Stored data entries
_____
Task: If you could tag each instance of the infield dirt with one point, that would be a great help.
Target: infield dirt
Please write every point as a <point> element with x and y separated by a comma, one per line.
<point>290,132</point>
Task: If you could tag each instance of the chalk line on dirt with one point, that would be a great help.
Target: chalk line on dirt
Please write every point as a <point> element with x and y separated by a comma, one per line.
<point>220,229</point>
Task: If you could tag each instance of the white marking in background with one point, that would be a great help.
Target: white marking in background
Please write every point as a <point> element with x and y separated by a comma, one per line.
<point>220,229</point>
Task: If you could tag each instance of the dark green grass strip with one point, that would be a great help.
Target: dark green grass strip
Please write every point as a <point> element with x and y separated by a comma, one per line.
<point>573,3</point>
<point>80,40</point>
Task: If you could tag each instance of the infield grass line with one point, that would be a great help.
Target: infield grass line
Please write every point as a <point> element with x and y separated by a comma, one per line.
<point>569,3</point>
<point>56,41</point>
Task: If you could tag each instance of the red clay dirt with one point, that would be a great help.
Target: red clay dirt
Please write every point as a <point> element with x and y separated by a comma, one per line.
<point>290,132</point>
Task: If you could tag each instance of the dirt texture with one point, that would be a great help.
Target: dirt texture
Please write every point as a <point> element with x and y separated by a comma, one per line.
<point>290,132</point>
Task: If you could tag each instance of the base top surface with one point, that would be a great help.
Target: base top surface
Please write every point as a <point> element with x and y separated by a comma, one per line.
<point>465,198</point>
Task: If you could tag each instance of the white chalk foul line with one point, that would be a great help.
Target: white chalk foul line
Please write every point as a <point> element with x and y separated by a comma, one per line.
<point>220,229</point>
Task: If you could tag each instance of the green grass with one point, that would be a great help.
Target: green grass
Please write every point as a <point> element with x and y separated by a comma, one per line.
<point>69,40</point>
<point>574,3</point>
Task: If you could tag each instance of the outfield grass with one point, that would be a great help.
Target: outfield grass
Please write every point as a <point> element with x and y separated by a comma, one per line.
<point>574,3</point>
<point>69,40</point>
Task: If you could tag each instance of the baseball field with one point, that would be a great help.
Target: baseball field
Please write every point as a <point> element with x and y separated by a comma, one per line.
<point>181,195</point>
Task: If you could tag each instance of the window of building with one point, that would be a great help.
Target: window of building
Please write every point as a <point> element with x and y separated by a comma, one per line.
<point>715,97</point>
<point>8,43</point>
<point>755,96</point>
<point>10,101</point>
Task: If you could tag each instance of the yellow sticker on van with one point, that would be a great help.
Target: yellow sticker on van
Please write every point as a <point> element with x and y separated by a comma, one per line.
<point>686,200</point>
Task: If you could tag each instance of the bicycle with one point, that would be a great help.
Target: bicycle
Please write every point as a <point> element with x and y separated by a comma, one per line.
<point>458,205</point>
_____
Problem to work on
Go through the lines above. Select every one that has the string "building".

Solution for this exercise
Task: If you could tag each instance of the window of building with one point, that would be a great help.
Target: window of building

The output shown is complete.